* **WORK REQUIRED**: Locate each line in the records containing "prompts". Copy it.

* **RECORDS FOR PROCESSING**:

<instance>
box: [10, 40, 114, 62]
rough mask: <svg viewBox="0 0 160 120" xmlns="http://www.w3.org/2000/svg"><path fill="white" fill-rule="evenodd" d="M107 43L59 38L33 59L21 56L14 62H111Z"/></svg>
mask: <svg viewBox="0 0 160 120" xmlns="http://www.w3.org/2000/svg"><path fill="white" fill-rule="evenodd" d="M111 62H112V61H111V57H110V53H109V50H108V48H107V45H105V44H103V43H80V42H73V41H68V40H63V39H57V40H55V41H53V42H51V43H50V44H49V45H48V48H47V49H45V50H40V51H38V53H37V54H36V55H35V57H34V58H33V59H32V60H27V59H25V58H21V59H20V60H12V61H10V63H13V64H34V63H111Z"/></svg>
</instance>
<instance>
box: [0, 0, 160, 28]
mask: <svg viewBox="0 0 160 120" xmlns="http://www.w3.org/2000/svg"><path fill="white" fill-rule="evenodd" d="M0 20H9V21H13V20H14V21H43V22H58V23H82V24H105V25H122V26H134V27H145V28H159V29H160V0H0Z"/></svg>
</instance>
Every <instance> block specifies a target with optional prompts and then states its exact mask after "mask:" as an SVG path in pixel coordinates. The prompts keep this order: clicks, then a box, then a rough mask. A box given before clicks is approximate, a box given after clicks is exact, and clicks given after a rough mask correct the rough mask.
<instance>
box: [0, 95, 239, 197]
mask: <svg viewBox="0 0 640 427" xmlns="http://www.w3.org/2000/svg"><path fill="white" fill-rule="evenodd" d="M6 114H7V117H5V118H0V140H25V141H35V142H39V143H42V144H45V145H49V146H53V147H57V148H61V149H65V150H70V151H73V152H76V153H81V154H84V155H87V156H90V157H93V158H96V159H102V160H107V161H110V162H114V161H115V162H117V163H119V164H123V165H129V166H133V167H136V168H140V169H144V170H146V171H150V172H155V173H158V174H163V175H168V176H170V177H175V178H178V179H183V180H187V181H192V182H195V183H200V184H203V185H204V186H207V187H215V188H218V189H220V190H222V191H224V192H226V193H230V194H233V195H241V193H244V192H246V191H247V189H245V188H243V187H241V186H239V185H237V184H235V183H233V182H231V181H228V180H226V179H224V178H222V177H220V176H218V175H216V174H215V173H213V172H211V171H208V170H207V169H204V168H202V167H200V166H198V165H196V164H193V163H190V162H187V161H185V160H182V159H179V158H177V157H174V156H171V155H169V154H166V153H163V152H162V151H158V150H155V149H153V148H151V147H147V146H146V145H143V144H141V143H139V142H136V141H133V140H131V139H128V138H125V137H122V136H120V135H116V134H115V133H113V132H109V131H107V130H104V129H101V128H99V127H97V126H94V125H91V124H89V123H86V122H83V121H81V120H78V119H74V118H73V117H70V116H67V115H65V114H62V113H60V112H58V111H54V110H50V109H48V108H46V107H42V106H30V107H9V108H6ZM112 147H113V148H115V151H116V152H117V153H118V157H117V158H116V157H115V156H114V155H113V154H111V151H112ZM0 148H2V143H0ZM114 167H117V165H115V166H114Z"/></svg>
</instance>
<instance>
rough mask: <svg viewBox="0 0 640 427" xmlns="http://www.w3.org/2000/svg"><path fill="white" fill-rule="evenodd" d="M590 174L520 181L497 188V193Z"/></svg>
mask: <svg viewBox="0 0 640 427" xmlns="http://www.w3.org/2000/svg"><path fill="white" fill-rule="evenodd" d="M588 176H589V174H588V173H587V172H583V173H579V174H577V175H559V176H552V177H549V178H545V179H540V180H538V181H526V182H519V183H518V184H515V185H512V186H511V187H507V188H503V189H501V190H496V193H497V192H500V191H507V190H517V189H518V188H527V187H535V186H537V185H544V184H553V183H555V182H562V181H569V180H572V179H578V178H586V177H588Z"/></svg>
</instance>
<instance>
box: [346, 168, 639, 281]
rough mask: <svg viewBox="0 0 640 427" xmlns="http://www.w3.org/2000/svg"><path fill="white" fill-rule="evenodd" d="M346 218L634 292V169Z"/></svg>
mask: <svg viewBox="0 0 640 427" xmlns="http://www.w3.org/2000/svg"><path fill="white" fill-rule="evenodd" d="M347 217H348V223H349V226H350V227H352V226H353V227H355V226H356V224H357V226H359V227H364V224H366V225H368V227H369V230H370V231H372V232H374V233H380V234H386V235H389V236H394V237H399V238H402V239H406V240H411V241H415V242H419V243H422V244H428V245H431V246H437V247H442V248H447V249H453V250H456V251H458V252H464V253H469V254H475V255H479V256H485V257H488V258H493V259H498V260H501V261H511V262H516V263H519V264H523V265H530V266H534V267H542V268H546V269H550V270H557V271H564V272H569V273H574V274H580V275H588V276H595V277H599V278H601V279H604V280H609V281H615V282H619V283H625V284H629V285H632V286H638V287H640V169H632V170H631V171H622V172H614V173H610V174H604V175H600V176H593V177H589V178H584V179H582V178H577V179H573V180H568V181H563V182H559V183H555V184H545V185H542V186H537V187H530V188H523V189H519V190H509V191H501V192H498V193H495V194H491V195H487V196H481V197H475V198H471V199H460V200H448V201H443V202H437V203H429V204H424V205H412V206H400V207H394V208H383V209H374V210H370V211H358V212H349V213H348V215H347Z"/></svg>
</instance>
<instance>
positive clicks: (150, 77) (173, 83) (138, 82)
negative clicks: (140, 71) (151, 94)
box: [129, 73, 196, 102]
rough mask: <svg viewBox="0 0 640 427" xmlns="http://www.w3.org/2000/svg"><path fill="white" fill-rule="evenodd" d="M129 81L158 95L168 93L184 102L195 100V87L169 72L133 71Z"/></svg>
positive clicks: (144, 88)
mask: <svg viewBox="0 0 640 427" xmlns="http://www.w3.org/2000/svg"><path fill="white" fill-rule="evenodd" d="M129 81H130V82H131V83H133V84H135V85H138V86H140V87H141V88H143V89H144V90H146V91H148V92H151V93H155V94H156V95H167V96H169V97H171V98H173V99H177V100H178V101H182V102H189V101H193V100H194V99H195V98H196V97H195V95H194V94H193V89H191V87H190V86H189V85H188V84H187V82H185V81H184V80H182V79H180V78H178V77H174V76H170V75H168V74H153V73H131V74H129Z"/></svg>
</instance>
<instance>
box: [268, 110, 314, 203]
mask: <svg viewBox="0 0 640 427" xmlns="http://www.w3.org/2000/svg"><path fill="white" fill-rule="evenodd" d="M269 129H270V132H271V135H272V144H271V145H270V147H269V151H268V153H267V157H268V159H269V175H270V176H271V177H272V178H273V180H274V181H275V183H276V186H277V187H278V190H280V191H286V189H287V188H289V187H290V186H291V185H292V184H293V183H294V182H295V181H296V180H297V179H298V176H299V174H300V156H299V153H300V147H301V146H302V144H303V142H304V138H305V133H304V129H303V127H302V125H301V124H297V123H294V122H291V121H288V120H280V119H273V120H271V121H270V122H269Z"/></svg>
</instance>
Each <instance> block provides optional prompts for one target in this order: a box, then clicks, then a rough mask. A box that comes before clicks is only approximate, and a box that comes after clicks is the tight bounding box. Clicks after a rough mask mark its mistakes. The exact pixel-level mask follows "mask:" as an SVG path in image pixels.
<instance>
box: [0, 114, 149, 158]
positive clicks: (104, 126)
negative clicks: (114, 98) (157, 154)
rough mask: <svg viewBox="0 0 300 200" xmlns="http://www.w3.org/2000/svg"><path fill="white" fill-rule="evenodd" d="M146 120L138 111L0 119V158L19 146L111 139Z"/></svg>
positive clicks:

* **RESULT OF THE TASK**:
Every <instance> block specifies a target with optional prompts and then states its exact mask after "mask:" as an SVG path in pixel coordinates. The prompts keep this order: clicks, then a box, then a rough mask. A box given before clicks is approximate, a box given after clicks is exact, and clicks given after a rough mask correct the rough mask.
Each <instance> block provides optional prompts for one target in this order: a box, then clicks, then a rough mask. A box that comes before clicks is only approximate, and a box that comes after clicks is the tight bounding box. Clicks after a rough mask mark its mistakes. The exact pixel-level mask follows "mask:" as an SVG path in image pixels.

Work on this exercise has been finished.